◆ EXERCISE ◆
Whatever appears in the records, write it out again exactly.

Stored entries
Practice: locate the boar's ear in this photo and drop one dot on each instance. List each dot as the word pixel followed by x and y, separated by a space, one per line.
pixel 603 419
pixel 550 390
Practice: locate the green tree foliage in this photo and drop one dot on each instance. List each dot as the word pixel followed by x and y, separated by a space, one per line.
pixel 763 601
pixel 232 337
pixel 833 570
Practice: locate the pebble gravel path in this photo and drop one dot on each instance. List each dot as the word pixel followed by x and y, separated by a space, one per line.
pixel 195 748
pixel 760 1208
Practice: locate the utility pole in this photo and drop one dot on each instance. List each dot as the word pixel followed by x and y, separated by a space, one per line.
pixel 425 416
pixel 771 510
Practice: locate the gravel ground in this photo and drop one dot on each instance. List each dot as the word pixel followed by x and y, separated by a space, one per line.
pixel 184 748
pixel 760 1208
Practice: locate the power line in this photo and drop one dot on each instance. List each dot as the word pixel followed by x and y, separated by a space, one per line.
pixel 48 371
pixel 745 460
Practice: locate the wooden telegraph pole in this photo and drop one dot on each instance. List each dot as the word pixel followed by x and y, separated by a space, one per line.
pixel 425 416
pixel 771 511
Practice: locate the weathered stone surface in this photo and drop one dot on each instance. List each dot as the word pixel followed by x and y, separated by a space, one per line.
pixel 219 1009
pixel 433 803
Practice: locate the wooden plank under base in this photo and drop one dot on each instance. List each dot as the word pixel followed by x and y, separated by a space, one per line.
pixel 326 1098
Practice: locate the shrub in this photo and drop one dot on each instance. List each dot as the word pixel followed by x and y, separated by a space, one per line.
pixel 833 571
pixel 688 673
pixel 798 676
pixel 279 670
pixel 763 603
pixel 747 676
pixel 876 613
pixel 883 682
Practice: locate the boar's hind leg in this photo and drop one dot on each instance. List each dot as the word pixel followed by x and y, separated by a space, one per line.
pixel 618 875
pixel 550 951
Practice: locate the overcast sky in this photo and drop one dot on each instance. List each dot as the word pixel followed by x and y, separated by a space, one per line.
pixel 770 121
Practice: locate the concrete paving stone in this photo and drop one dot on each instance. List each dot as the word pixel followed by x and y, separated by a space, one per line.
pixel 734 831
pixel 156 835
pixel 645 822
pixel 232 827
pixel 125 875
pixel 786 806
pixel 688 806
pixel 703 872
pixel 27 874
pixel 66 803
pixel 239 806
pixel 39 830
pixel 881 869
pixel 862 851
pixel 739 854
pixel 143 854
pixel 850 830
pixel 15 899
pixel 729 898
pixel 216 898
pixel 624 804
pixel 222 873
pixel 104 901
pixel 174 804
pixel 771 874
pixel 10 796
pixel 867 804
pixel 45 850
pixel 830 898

◆ SOLUTION TO THIS TASK ◆
Practice: locate the boar's ear in this photo and drop one dot on each instance. List each dot as the word pixel followed by x and y, separated by a space, one per line.
pixel 603 419
pixel 550 390
Practice: locate the green tree foliage in this photo and drop one dot on each instance. List each dot as the word pixel followed by x and y, separated by a space, one per line.
pixel 763 601
pixel 232 337
pixel 833 570
Practice: locate the pebble gravel path in this photo and drop one dot on each instance. List each dot as the word pixel followed by x and y, separated by a space, one per line.
pixel 195 748
pixel 760 1208
Practice: locate the utility pole in this photo and drop one dot on each instance. List each dot as the word pixel followed by x and y, separated by a space, one per line.
pixel 425 416
pixel 771 510
Practice: locate the gravel ground in this photo and drop one dot on each instance. List each dot as the word pixel followed by x and y, separated by a space, one per line.
pixel 184 748
pixel 760 1208
Practice: locate the power line in this photo and drop one dot on each instance. List each dot as the word pixel followed by x and y, separated by a space, one per line.
pixel 48 371
pixel 745 460
Practice: locate the wooden telegraph pole in this photo and drop one dot on each instance. List each dot as the word pixel followed by x and y, separated by a space, one per line.
pixel 425 416
pixel 771 511
Practice: locate the weathered stone surface in this photo and drop one dot on each instance. List each dot as the word pixel followed by x and y, separated by a space, one per line.
pixel 219 1009
pixel 433 803
Practice: locate the wooden plank under base in this photo and drop one dot on each instance. List each dot as the word pixel followed by x and y, separated by a space, one per line.
pixel 326 1098
Practice: locate the shrub in this photo and drop one dot on each instance. List each dot as the word pixel followed by x and y, separated by a space, one per line.
pixel 833 571
pixel 688 673
pixel 798 676
pixel 279 670
pixel 763 603
pixel 747 676
pixel 876 613
pixel 883 682
Practice: locate the boar's hind leg in this photo and drop one dot on each instance. List each dot as the word pixel followed by x and y, separated by a space, one per line.
pixel 618 875
pixel 550 951
Practice: locate the overcast sky in this photo and drop one dot on each instance. List each dot as the word pixel followed by x and y, separated by a space, one per line.
pixel 770 121
Practice: locate the concrete paving stone in this photo and drop one dot on each instance. List each dot as the word pixel followed by x and y, separated by a space, one per line.
pixel 734 831
pixel 156 835
pixel 645 822
pixel 232 827
pixel 125 875
pixel 786 806
pixel 688 806
pixel 703 872
pixel 27 874
pixel 66 803
pixel 239 806
pixel 39 830
pixel 881 869
pixel 862 851
pixel 739 854
pixel 143 854
pixel 850 830
pixel 15 899
pixel 729 898
pixel 216 898
pixel 624 804
pixel 222 873
pixel 104 901
pixel 174 804
pixel 771 874
pixel 10 796
pixel 867 804
pixel 45 850
pixel 830 898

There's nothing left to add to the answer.